(Records)
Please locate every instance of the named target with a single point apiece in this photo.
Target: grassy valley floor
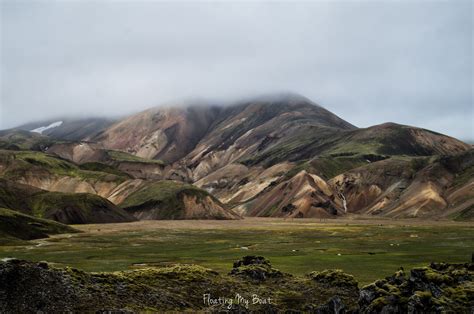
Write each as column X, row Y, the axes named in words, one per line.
column 369, row 249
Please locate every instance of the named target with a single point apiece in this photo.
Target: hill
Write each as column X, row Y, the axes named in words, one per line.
column 174, row 200
column 15, row 225
column 68, row 208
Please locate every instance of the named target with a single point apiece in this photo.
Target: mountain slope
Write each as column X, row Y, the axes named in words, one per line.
column 24, row 227
column 159, row 133
column 174, row 200
column 67, row 128
column 68, row 208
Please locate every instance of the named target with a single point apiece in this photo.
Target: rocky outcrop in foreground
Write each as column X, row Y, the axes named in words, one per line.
column 252, row 285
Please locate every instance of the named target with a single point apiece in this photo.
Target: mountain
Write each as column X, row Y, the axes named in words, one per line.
column 159, row 133
column 67, row 128
column 68, row 208
column 174, row 200
column 77, row 192
column 15, row 225
column 277, row 155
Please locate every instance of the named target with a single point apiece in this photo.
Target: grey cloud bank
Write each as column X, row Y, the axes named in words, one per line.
column 370, row 62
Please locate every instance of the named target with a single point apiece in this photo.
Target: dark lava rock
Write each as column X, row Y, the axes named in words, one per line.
column 334, row 277
column 439, row 288
column 334, row 306
column 256, row 268
column 251, row 260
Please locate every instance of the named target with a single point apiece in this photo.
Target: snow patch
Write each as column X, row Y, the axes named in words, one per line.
column 40, row 130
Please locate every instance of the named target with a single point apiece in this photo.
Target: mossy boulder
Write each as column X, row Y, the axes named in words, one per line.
column 440, row 287
column 334, row 277
column 256, row 268
column 24, row 227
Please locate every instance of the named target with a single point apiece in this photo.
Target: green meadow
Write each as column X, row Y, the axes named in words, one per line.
column 368, row 250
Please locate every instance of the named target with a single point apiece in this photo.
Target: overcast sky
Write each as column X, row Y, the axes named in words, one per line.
column 367, row 61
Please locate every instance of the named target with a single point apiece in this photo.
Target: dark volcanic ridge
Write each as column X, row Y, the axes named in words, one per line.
column 33, row 287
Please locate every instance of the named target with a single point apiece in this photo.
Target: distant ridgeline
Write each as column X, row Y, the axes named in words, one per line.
column 274, row 156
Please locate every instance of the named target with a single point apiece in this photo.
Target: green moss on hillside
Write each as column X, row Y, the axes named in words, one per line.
column 70, row 208
column 28, row 162
column 163, row 192
column 119, row 156
column 100, row 167
column 17, row 225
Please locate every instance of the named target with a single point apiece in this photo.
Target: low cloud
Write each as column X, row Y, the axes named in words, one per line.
column 369, row 62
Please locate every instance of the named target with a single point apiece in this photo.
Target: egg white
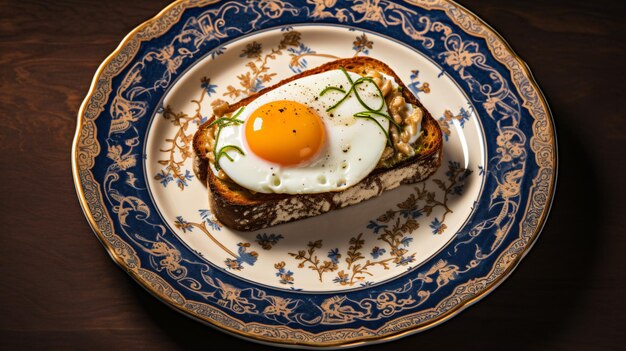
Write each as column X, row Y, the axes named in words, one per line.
column 352, row 149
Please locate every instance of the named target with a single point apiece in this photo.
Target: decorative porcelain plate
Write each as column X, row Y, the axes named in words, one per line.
column 397, row 264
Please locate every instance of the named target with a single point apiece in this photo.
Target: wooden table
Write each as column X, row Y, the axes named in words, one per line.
column 59, row 289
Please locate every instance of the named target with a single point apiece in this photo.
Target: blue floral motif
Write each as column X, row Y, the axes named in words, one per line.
column 362, row 44
column 334, row 255
column 206, row 217
column 164, row 178
column 258, row 85
column 243, row 257
column 182, row 182
column 285, row 276
column 437, row 226
column 377, row 252
column 297, row 63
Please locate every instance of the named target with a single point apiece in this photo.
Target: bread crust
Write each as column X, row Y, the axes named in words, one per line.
column 240, row 209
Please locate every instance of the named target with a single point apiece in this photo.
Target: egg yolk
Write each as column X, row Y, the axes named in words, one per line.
column 285, row 132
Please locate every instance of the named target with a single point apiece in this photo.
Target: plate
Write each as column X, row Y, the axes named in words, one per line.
column 387, row 267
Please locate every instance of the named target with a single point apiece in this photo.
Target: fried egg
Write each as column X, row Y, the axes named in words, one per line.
column 288, row 141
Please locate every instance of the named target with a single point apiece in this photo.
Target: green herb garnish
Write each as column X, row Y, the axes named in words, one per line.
column 221, row 123
column 367, row 114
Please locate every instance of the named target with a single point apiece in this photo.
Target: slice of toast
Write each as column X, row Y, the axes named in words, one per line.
column 241, row 209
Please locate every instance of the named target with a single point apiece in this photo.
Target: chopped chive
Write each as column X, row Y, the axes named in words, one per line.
column 332, row 88
column 379, row 125
column 221, row 123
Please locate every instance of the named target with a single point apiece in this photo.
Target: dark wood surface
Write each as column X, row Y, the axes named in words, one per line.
column 60, row 290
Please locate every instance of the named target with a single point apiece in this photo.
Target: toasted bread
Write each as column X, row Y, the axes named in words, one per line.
column 241, row 209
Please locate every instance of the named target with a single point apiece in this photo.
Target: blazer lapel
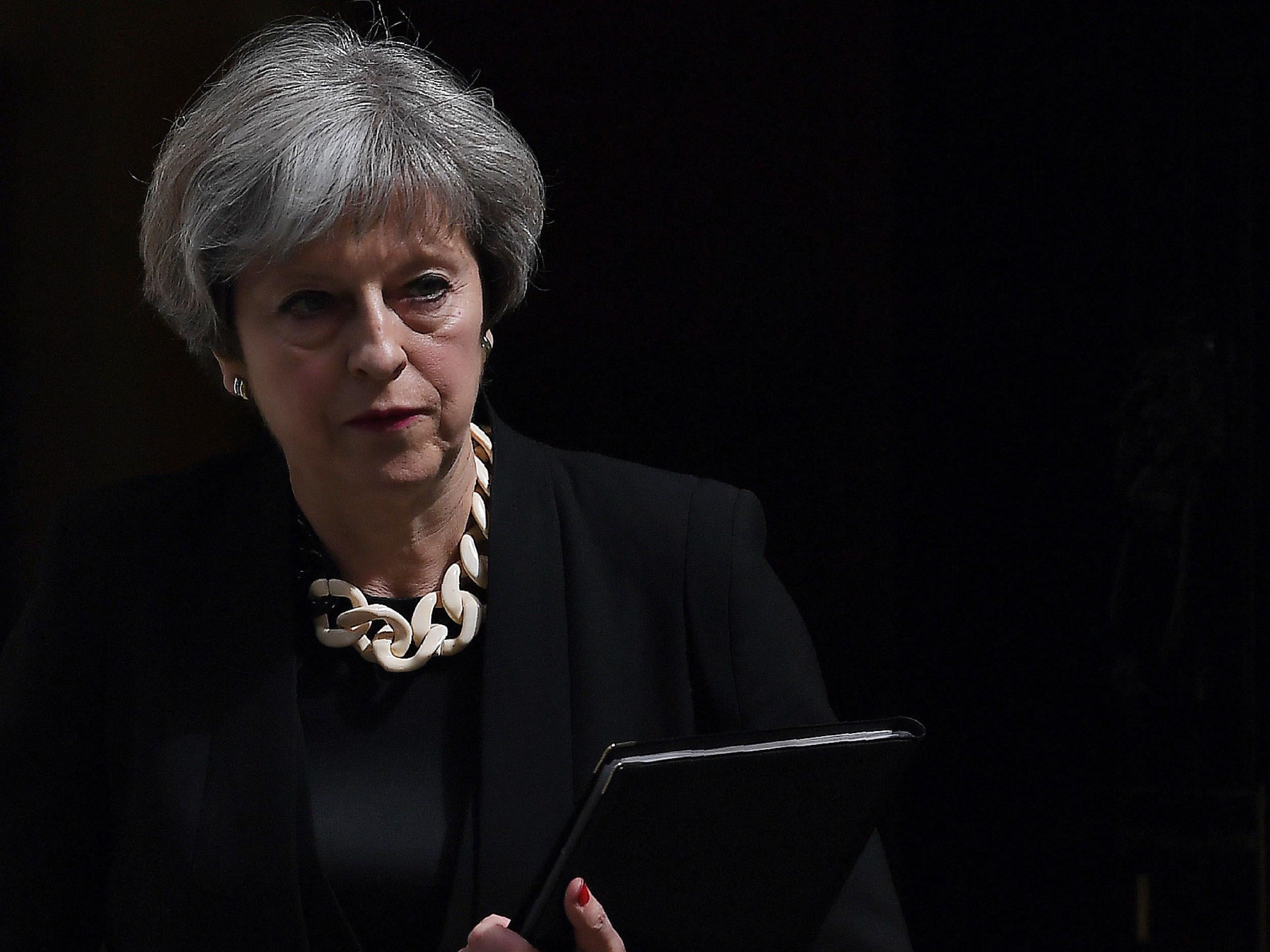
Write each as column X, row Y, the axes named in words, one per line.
column 526, row 771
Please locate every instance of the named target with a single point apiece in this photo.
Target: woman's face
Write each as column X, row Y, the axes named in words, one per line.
column 362, row 354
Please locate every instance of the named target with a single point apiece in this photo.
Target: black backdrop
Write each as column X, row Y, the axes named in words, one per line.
column 972, row 295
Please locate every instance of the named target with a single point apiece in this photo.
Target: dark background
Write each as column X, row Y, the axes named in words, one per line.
column 972, row 295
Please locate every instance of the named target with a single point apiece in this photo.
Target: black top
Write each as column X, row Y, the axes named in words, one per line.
column 390, row 760
column 153, row 789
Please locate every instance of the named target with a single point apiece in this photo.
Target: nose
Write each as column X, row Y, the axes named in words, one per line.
column 376, row 351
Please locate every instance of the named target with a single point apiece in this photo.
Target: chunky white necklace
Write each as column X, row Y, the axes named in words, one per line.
column 390, row 648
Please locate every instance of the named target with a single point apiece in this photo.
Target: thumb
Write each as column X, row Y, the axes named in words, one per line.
column 592, row 932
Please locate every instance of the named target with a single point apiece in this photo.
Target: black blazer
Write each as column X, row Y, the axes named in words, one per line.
column 151, row 761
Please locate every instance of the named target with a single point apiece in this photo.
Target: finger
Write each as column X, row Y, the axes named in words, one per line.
column 493, row 936
column 592, row 932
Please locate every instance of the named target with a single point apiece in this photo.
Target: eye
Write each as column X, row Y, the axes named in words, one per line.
column 428, row 287
column 306, row 304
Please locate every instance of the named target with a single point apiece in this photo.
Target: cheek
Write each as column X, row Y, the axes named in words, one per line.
column 295, row 392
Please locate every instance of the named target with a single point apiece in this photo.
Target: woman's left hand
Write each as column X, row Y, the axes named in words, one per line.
column 592, row 932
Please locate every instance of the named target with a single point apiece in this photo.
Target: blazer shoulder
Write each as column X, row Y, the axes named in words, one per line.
column 644, row 494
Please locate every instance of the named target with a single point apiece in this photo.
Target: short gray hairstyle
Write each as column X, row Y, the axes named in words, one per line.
column 310, row 126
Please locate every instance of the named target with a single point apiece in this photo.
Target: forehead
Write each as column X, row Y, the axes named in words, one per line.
column 388, row 248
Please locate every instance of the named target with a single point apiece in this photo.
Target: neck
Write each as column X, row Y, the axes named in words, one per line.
column 393, row 541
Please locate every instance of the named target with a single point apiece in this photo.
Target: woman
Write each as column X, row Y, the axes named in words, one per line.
column 342, row 691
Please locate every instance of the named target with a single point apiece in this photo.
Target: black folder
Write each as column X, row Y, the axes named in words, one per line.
column 727, row 842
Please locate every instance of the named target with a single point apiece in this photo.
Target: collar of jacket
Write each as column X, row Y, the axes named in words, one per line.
column 248, row 852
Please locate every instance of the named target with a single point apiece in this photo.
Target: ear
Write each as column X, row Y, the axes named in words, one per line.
column 230, row 369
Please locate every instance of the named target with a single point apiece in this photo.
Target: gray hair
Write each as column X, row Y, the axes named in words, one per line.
column 309, row 126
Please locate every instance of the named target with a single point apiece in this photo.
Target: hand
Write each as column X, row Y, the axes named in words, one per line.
column 592, row 932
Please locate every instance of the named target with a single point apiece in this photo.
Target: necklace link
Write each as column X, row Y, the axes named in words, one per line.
column 390, row 646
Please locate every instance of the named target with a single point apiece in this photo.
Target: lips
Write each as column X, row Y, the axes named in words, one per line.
column 387, row 420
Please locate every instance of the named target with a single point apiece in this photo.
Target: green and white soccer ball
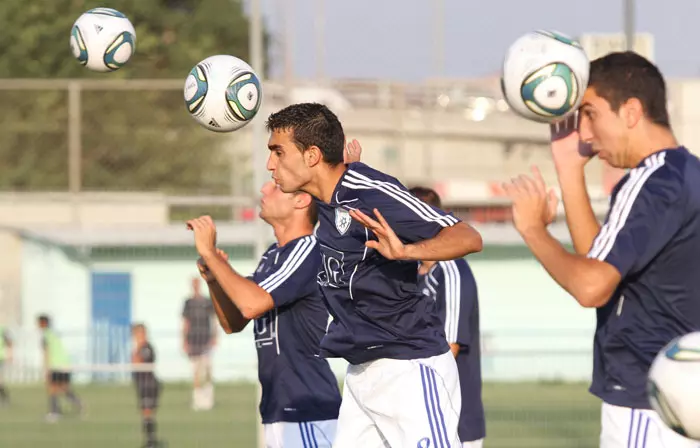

- [Aim of the exercise] Write out the lines above word for word, from the first line through the line with "column 252, row 285", including that line. Leave the pictures out.

- [Exercise output]
Please locate every instance of the named target with a single point apiece in this photo.
Target: grassy valley floor
Write each as column X, row Y, the axes named in words, one per line.
column 369, row 249
Please locate every instance of the named target with a single point apiece in this photo.
Target: hill
Write each as column X, row Y, the axes named in words, one per line.
column 174, row 200
column 15, row 225
column 68, row 208
Please locate every instance of the named target with a single point apiece in this photo.
Target: mountain slope
Write each as column X, row Y, the axes named in words, one per line.
column 24, row 227
column 159, row 133
column 174, row 200
column 67, row 128
column 68, row 208
Please locate every instance of the named target with a single point apiece in this photo.
Target: rocky outcrop in foreground
Write each as column X, row Y, the axes named in words, one per line.
column 252, row 285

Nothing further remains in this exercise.